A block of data
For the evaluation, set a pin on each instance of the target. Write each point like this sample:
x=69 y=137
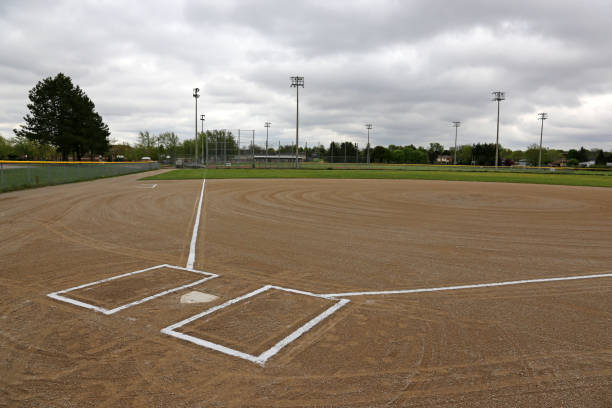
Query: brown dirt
x=256 y=324
x=121 y=291
x=522 y=346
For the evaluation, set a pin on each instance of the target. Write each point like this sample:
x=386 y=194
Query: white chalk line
x=263 y=357
x=196 y=225
x=459 y=287
x=58 y=295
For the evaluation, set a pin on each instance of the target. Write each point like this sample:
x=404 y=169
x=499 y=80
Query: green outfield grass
x=561 y=179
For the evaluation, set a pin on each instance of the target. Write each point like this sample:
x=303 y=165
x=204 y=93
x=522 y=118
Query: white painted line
x=214 y=309
x=293 y=336
x=480 y=285
x=263 y=357
x=194 y=235
x=58 y=295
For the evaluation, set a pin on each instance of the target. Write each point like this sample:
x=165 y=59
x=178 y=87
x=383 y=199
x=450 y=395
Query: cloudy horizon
x=409 y=68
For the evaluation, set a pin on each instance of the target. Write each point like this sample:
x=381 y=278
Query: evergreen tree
x=62 y=116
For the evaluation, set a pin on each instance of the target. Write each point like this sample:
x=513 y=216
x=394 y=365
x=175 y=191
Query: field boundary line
x=59 y=294
x=196 y=225
x=264 y=356
x=474 y=286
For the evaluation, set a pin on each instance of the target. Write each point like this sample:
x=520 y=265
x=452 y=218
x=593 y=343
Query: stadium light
x=196 y=95
x=456 y=125
x=541 y=116
x=497 y=96
x=296 y=82
x=369 y=127
x=267 y=125
x=202 y=119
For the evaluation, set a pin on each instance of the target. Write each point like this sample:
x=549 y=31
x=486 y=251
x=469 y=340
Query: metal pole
x=368 y=145
x=456 y=125
x=541 y=134
x=543 y=116
x=202 y=119
x=455 y=159
x=196 y=95
x=267 y=125
x=297 y=82
x=297 y=121
x=497 y=137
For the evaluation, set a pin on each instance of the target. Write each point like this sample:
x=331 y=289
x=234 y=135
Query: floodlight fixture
x=456 y=124
x=369 y=127
x=297 y=82
x=202 y=118
x=497 y=96
x=541 y=116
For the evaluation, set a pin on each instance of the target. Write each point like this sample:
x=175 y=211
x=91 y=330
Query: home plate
x=197 y=297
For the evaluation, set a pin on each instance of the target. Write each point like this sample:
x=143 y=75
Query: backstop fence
x=15 y=175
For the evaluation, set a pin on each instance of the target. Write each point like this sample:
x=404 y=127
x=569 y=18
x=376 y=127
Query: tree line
x=62 y=123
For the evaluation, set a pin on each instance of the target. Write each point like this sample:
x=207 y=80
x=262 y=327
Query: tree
x=6 y=148
x=62 y=116
x=600 y=159
x=435 y=150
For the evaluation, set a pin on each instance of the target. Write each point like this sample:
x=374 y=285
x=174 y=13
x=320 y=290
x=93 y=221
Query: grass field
x=530 y=178
x=22 y=175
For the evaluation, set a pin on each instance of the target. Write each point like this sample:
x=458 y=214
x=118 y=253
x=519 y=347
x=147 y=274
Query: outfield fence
x=16 y=175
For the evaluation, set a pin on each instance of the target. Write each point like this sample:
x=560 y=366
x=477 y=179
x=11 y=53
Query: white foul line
x=263 y=357
x=480 y=285
x=194 y=235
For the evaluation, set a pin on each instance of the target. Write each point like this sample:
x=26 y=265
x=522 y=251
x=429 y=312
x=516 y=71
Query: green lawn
x=562 y=179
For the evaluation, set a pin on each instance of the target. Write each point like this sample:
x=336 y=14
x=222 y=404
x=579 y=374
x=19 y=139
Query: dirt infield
x=545 y=344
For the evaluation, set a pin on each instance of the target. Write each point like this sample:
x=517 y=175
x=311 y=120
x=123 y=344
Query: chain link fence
x=16 y=175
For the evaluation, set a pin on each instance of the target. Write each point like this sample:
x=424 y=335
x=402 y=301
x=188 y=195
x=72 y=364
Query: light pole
x=497 y=96
x=369 y=127
x=196 y=95
x=267 y=125
x=541 y=116
x=202 y=119
x=456 y=125
x=296 y=82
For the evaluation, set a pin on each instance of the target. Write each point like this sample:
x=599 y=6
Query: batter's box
x=119 y=292
x=256 y=325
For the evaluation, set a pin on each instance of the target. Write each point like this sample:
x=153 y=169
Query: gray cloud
x=408 y=67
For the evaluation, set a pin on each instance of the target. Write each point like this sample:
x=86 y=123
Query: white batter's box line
x=263 y=357
x=58 y=295
x=480 y=285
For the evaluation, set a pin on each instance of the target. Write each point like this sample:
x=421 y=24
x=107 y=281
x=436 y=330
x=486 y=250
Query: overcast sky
x=408 y=67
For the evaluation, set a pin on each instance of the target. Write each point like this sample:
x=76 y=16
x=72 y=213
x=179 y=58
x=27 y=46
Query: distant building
x=444 y=159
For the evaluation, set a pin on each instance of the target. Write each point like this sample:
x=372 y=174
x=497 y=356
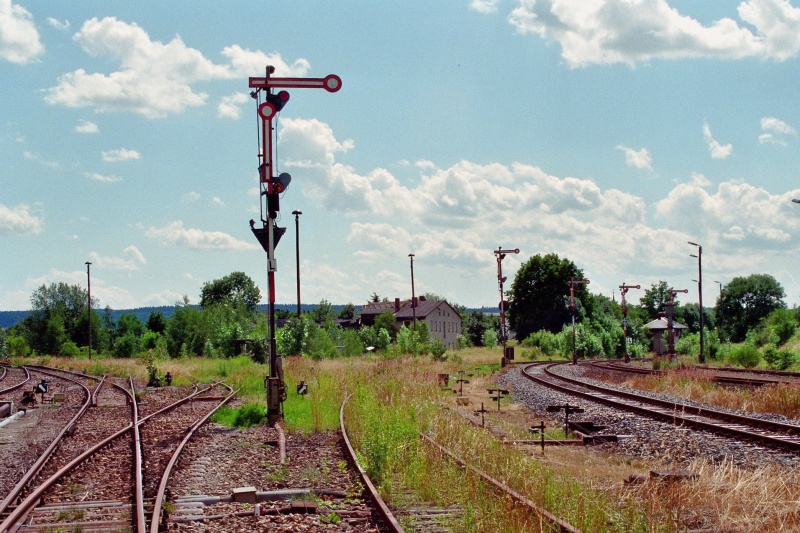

THE REQUEST →
Pull out every line of the rows above that contains the word "batter". Matching is case-sensitive.

WORKED SOLUTION →
Query: batter's box
Query: white batter's box line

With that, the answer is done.